# START OF Material to process
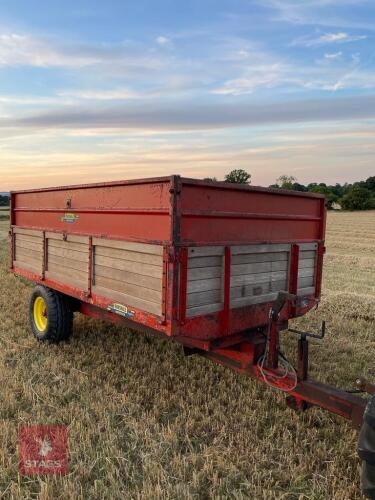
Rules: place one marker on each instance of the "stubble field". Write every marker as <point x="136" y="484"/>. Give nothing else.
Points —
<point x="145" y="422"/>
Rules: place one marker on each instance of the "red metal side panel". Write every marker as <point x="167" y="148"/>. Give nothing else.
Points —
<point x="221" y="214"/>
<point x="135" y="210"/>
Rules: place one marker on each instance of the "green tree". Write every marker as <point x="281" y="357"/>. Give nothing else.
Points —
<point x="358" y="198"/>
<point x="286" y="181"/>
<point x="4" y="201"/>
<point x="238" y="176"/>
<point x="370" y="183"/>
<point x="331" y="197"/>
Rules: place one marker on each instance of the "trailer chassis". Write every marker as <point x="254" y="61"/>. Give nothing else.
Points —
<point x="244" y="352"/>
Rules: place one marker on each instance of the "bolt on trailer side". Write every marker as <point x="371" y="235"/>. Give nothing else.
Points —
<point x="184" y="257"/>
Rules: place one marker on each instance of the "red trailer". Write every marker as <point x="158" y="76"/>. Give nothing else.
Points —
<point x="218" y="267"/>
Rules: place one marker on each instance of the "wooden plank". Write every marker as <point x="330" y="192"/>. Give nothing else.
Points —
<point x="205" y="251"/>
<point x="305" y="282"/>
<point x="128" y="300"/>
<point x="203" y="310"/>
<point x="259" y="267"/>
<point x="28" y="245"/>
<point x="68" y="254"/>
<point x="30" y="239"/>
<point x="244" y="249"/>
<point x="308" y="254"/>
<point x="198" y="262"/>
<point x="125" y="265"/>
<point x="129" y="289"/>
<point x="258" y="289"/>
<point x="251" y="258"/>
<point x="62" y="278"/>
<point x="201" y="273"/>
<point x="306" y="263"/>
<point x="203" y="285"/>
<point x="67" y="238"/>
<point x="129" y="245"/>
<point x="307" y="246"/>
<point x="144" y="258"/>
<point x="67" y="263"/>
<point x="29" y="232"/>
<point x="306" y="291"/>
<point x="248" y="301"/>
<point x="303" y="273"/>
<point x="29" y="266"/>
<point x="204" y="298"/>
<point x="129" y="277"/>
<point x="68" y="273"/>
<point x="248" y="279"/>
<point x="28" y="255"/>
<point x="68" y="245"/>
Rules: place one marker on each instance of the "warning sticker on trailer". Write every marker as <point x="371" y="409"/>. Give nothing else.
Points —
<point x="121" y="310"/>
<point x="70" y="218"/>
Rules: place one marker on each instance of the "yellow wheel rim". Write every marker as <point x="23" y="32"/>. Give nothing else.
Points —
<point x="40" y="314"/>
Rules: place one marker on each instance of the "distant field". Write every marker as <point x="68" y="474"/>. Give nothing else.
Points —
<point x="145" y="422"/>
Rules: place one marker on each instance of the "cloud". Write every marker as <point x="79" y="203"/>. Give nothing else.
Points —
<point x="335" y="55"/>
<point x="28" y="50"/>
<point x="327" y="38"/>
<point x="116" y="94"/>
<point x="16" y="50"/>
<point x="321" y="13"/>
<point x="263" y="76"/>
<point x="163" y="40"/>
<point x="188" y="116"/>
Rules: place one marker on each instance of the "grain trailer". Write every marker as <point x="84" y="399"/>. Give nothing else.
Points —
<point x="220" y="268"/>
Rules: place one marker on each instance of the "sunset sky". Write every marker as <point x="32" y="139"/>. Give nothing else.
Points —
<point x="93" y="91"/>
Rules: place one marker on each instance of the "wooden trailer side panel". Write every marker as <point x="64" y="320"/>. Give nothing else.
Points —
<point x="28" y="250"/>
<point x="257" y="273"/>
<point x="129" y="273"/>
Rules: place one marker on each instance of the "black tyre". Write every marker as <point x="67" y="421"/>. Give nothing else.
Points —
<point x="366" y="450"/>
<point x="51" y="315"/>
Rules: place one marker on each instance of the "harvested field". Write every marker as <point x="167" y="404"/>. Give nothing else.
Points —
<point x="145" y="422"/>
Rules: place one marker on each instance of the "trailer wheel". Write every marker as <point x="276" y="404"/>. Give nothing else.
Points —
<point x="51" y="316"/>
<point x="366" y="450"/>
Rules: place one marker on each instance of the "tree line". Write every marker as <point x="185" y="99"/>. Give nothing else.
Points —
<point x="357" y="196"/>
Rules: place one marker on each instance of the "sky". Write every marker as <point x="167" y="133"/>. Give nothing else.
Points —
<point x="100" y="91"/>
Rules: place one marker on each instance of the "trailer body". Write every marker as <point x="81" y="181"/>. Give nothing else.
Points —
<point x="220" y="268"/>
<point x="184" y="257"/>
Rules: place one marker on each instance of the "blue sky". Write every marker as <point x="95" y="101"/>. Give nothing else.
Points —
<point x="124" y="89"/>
# END OF Material to process
Copy the material above in full and exactly, skipping pictures.

Rules: place one marker on each instance of the "stubble field". Write every marker as <point x="136" y="484"/>. Give nothing else.
Points —
<point x="145" y="422"/>
Rules: place one marker on each instance of the "red metal side panel". Write every marker as <point x="167" y="148"/>. Give nothing else.
Points —
<point x="221" y="214"/>
<point x="135" y="210"/>
Rules: place one marker on each instance of the "green tree". Write every marker as <point x="281" y="357"/>. Give nothing else.
Points —
<point x="358" y="198"/>
<point x="286" y="181"/>
<point x="4" y="201"/>
<point x="238" y="176"/>
<point x="370" y="183"/>
<point x="331" y="197"/>
Rules: place one marker on each instance of the "trailer chassis". Write every marker as <point x="254" y="61"/>. Give nothing else.
Points —
<point x="244" y="352"/>
Rules: place one marker on each instance of the "bolt on trailer side". Write every marker as <point x="371" y="235"/>. Give nothing else.
Points —
<point x="184" y="257"/>
Rules: place one marker on each instance of the "red trailer". Write every marker as <point x="158" y="76"/>. Give nothing else.
Points —
<point x="218" y="267"/>
Rules: place one marker on each instance of the "wooden plank". Write every marker as <point x="330" y="192"/>. Give nothing else.
Points —
<point x="205" y="251"/>
<point x="305" y="282"/>
<point x="128" y="300"/>
<point x="203" y="310"/>
<point x="259" y="267"/>
<point x="28" y="245"/>
<point x="68" y="254"/>
<point x="30" y="239"/>
<point x="244" y="249"/>
<point x="308" y="254"/>
<point x="198" y="262"/>
<point x="125" y="265"/>
<point x="129" y="289"/>
<point x="258" y="289"/>
<point x="251" y="258"/>
<point x="62" y="278"/>
<point x="201" y="273"/>
<point x="306" y="263"/>
<point x="203" y="285"/>
<point x="67" y="238"/>
<point x="129" y="245"/>
<point x="307" y="246"/>
<point x="144" y="258"/>
<point x="67" y="263"/>
<point x="29" y="232"/>
<point x="306" y="291"/>
<point x="248" y="301"/>
<point x="303" y="273"/>
<point x="29" y="266"/>
<point x="204" y="298"/>
<point x="129" y="277"/>
<point x="68" y="273"/>
<point x="248" y="279"/>
<point x="28" y="255"/>
<point x="68" y="245"/>
Rules: place one marker on each instance of the "warning sticker on trailer". Write every marker as <point x="371" y="409"/>. Give nothing else.
Points —
<point x="121" y="310"/>
<point x="70" y="218"/>
Rules: place one marker on each instance of the "yellow wheel rim". Write every marker as <point x="23" y="32"/>. Give nothing else.
Points —
<point x="40" y="314"/>
Rules: place one marker on each instance of the "distant field". Write every marker as <point x="68" y="474"/>. Give nothing else.
Points —
<point x="145" y="422"/>
Rules: place one marker on each instance of the "cloud". Write every marker as <point x="79" y="203"/>. Give nothing else.
Points —
<point x="335" y="55"/>
<point x="28" y="50"/>
<point x="327" y="38"/>
<point x="116" y="94"/>
<point x="16" y="50"/>
<point x="321" y="13"/>
<point x="263" y="76"/>
<point x="163" y="40"/>
<point x="188" y="116"/>
Rules: place one marker on each instance of the "grain trailer". Write every marker as <point x="84" y="399"/>. Give nothing else.
Points —
<point x="220" y="268"/>
Rules: place one marker on each instance of the "sunset sky". Write every marker as <point x="32" y="139"/>. Give nothing else.
Points —
<point x="93" y="91"/>
Rules: place one marker on each instance of the "wooden trailer side panel". Write every marker as <point x="64" y="320"/>. Give nothing else.
Points —
<point x="28" y="250"/>
<point x="257" y="273"/>
<point x="129" y="273"/>
Rules: place one marker on each instance of the "black tyre". Write every marker as <point x="67" y="421"/>. Give nothing else.
Points —
<point x="366" y="450"/>
<point x="51" y="315"/>
Rules: place one marker on each instance of the "harvested field". Write every marker as <point x="167" y="404"/>. Give nothing else.
Points —
<point x="145" y="422"/>
Rules: place one marker on each instance of the "trailer wheel". Write every marker as <point x="276" y="404"/>. Give nothing else.
Points —
<point x="51" y="316"/>
<point x="366" y="450"/>
Rules: place one marker on each instance of the "tree line". Write every marker as <point x="185" y="99"/>. Give nothing else.
Points —
<point x="357" y="196"/>
Rules: place one marker on each instance of the "sky". Write every marker as <point x="167" y="133"/>. Give nothing else.
Points —
<point x="100" y="91"/>
Rules: place one marker on each instance of the "trailer body". Write every marker as <point x="81" y="181"/>. Give nothing else.
Points —
<point x="220" y="268"/>
<point x="184" y="257"/>
Rules: place one marker on each instance of the "blue sky". Write every marker as <point x="95" y="101"/>. Give nothing else.
Points —
<point x="124" y="89"/>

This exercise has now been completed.